**Activity list**
• a. In the passage on low-carbohydrate diet research, over what short-term period were low carbohydrate diets found more effective for weight loss than low fat diets?
• b. Write the next part of the passage on low-carbohydrate diet research, picking up right after its last sentence.

**Passage for review**
● ● ● ● ●

LCD was shown to have favourable effects on body weight and major cardiovascular risk factors; however the effects on long-term health are unknown.
Feinman, RD, et al. (2014): Dietary Carbohydrate restriction as the first approach in diabetes management. Critical review and evidence base DOI: http://dx.doi.org/10.1016/j.nut.2014.06.011
“We present major evidence for low-carbohydrate diets as first approach for diabetes. / Such diets reliably reduce high blood glucose, the most salient feature of diabetes. / Benefits do not require weight loss although nothing is better for weight reduction. / Carbohydrate-restricted diets reduce or eliminate medication. / There are no side effects comparable to those seen in intensive treatment with drugs.“
Hu et al. (2012): Effects of low-carbohydrate diets versus low-fat diets on metabolic risk factors: a meta-analysis of randomized controlled clinical trials., Am J Epidemiol. 2012 Oct 1;176 Suppl 7:S44-54. doi: 10.1093/aje/kws264.
“Compared with participants on low-fat diets, persons on low-carbohydrate diets experienced a slightly but statistically significantly lower reduction in total cholesterol (2.7 mg/dL; 95% confidence interval: 0.8, 4.6), and low density lipoprotein cholesterol (3.7 mg/dL; 95% confidence interval: 1.0, 6.4), but a greater increase in high density lipoprotein cholesterol (3.3 mg/dL; 95% confidence interval: 1.9, 4.7) and a greater decrease in triglycerides (-14.0 mg/dL; 95% confidence interval: -19.4, -8.7). Reductions in body weight, waist circumference and other metabolic risk factors were not significantly different between the 2 diets. These findings suggest that low-carbohydrate diets are at least as effective as low-fat diets at reducing weight and improving metabolic risk factors. Low-carbohydrate diets could be recommended to obese persons with abnormal metabolic risk factors for the purpose of weight loss.“
Rehnqvist, N, et al (2013): Dietary treatment of obesity: A Systematic Review, ISBN: 978-91-85413-59-1 • ISSN: 1400-1403
In the short term (six months), advice on strict or moderate low carbohydrate diets is a more effective means of achieving weight loss than advice on low fat diets. In the long term, there are no differences in the effect on weight loss between advice on strict and moderate low carbohydrate diets, low fat diets, high protein diets, Mediterranean diets, diets aimed at achieving a low glycaemic load or diets containing a high percentage of monounsaturated fats. Advice on increasing the intake of dairy products (primarily milk) or reducing the intake of sweet drinks may also lead to weight loss.

● ● ● ● ●

**Data supplied**

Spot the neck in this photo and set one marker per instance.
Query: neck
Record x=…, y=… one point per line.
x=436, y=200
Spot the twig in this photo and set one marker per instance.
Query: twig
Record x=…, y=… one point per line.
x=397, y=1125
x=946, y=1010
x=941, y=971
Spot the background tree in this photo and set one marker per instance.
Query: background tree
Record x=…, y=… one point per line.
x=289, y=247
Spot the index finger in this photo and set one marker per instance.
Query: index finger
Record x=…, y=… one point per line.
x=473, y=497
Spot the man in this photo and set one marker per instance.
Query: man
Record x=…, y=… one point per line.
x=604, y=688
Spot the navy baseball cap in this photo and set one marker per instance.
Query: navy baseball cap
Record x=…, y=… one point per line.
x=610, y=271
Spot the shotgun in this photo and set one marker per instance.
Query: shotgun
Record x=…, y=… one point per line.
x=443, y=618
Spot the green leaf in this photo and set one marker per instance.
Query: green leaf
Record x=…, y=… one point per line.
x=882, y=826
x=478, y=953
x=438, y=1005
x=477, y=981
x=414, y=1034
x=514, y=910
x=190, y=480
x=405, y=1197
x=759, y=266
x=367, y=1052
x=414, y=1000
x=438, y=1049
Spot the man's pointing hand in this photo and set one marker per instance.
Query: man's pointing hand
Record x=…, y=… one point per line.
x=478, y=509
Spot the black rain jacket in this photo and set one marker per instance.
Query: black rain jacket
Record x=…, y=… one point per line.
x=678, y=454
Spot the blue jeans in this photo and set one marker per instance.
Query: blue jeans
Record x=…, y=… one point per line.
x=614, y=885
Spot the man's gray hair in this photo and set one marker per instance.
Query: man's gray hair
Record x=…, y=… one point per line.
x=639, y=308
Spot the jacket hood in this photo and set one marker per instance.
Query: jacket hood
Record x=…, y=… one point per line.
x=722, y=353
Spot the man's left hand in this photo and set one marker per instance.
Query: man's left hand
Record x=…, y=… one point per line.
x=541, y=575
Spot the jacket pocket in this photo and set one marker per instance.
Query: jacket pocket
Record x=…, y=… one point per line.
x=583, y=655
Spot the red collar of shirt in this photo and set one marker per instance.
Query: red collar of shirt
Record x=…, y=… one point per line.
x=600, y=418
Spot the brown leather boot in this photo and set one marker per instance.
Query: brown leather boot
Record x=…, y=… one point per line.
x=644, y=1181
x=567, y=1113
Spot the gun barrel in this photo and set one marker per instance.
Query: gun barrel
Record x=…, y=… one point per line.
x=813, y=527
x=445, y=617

● ● ● ● ●

**Responses by task**
• a. Six months.

• b.
Shai, I, et al. (2008): Weight Loss with a Low-Carbohydrate, Mediterranean, or Low-Fat Diet, N Engl J Med 2008; 359:229-241July 17, 2008DOI: 10.1056/NEJMoa0708681
“The mean weight loss was 2.9 kg for the low-fat group, 4.4 kg for the Mediterranean-diet group, and 4.7 kg for the low-carbohydrate group (P<0.001 for the interaction between diet group and time); among the 272 participants who completed the intervention, the mean weight losses were 3.3 kg, 4.6 kg, and 5.5 kg, respectively”
Siri-Tarino, PW, et al (2010): Meta-analysis of prospective cohort studies evaluating the association of saturated fat with cardiovascular disease, doi: 10.3945/ajcn.2009.27725 Am J Clin Nutr March 2010 vol. 91 no. 3 535-546
Twenty-one studies identified by searching MEDLINE and EMBASE databases and secondary referencing qualified for inclusion in this study. A random-effects model was used to derive composite relative risk estimates for CHD, stroke, and CVD.
Results: During 5–23 y of follow-up of 347,747 subjects, 11,006 developed CHD or stroke. Intake of saturated fat was not associated with an increased risk of CHD, stroke, or CVD.